>>>

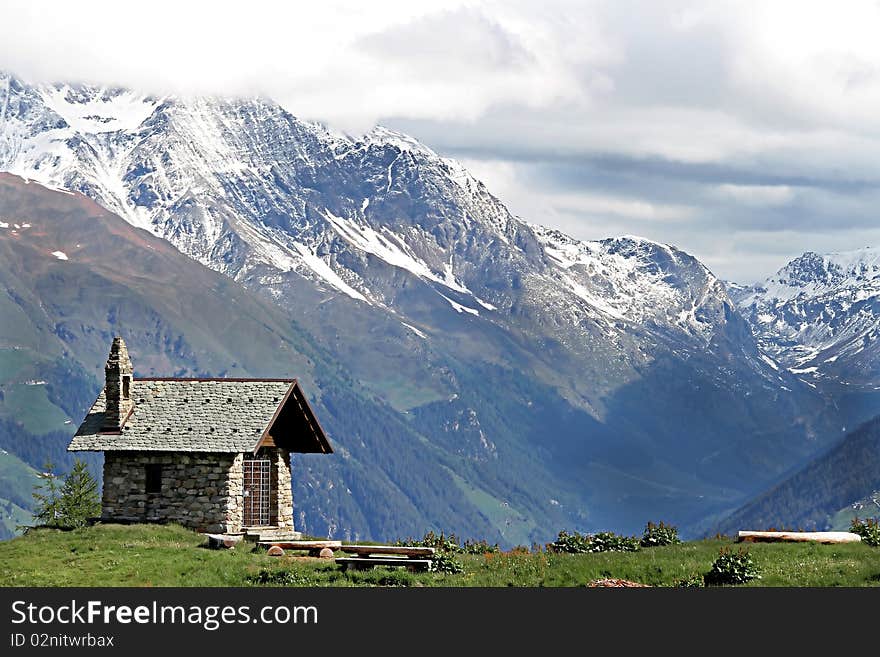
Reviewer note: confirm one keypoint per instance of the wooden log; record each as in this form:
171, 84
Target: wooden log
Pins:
302, 545
368, 562
367, 550
797, 537
221, 541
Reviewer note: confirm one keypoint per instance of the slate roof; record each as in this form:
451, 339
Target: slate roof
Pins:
197, 415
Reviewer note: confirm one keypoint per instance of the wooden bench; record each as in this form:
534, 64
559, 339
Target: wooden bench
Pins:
401, 556
313, 547
363, 563
797, 537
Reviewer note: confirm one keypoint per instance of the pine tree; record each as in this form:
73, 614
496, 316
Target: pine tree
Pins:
79, 499
47, 503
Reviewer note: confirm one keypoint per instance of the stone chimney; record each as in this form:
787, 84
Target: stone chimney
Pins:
118, 376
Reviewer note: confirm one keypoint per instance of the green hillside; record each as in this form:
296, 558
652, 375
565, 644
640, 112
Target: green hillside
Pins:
150, 555
826, 493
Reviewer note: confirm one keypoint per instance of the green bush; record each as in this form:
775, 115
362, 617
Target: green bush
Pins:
69, 504
660, 534
480, 547
444, 562
868, 529
268, 577
440, 542
576, 543
445, 549
693, 582
732, 568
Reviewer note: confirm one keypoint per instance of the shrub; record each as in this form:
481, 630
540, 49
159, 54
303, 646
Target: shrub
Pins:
868, 529
480, 547
440, 542
267, 577
732, 568
659, 534
693, 582
444, 562
70, 504
446, 547
601, 542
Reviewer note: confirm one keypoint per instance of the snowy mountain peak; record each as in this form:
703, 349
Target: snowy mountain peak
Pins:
382, 136
246, 188
820, 314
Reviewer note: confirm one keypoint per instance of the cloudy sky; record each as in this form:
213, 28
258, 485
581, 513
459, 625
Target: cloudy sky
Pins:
743, 132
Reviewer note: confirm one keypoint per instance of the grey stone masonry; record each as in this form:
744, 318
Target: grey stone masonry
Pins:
202, 491
118, 373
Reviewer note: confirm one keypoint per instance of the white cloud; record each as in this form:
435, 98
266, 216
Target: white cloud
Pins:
757, 194
768, 110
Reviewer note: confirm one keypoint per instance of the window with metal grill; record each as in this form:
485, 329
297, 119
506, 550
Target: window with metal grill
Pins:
154, 478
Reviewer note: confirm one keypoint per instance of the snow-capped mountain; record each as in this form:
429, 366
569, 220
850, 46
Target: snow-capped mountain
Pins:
621, 366
819, 315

<<<

DETALLES DEL PROBLEMA » Transcribe, por favor, tal cual las líneas que empiezan en la que contiene "of the snow-capped" y terminan en la última línea de arriba, ambas incluidas.

RESPUESTA CORRECTA »
Reviewer note: confirm one keypoint per instance of the snow-capped mountain; record each as in this form:
429, 366
569, 220
850, 46
Target: snow-capped mountain
Pins:
621, 366
819, 315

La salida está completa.